▶ **INSTRUCTION 1**:
Answer these questions using the announcement about the Gazzetta Ufficiale classification paper:
(a) At which workshop has the paper been accepted for publication?
(b) How many titles of legislative acts does the annotated dataset comprise?
(c) What micro F1-score is reported for classification using only the acts' titles?

▶ **QUOTED PASSAGE**:
======

The paper “Italian Legislative Text Classification for Gazzetta Ufficiale” authored by Marco Rovera, Alessio Palmero Aprosio, Francesco Greco, Mariano Lucchese, Sara Tonelli and Antonio Antetomaso has been accepted for publication at the 5th Natural Legal Language Processing Workshop (NLLP2023)
The paper is the outcome of the two-year collaboration between our group and Istituto Poligrafico e Zecca dello Stato aimed at developing an automated system to classify Italian laws.
Abstract
This work introduces a novel, extensive annotated corpus for multi-label legislative text classification in Italian, based on legal acts from the Gazzetta Ufficiale, the official source of legislative information of the Italian state. The annotated dataset, which we released to the community, comprises over 363,000 titles of legislative acts, spanning over 30 years from 1988 until 2022. Moreover, we evaluate four models for text classification on the dataset, demonstrating how using only the acts’ titles can achieve top-level classification performance, with a micro F1-score of 0.87. Also, our analysis shows how Italian domain-adapted legal models do not outperform general-purpose models on the task. Models’ performance can be checked by users via a demonstrator system provided in support of this work.
Github page: https://github.com/dhfbk/gazzetta-ufficiale

======

▶ **INFORMATION PROVIDED**:
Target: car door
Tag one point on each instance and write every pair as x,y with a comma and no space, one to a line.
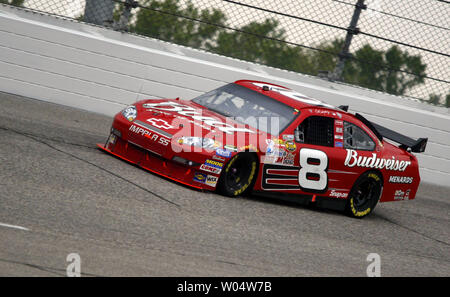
299,160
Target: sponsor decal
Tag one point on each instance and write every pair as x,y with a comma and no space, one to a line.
231,148
160,123
152,136
290,146
288,137
223,153
211,169
337,194
214,163
249,147
401,179
200,177
195,114
215,157
211,180
212,166
373,161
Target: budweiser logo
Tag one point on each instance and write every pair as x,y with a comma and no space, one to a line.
353,159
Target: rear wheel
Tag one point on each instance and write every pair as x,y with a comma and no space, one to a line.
239,175
364,195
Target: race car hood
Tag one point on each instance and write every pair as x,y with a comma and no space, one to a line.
176,118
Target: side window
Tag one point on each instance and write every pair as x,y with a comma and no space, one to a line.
355,138
316,130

======

▶ **INSTRUCTION 2**:
Copy the entries above word for word, starting at the line that contains "Target: rear wheel" and ending with the last line of the entries.

▶ **COMPLETE ANSWER 1**:
(a) The 5th Natural Legal Language Processing Workshop (NLLP2023)
(b) Over 363,000
(c) 0.87

▶ **COMPLETE ANSWER 2**:
Target: rear wheel
Tag one point on each instance and write every pair as x,y with a comma and no space, one to a line.
239,175
364,195
Target: race car hood
Tag one point on each instance and write every pair as x,y with a comma and no space, one to a line.
176,118
Target: side window
Tag one point on each instance and write every pair as x,y with a comma and no space, one to a line.
355,138
316,130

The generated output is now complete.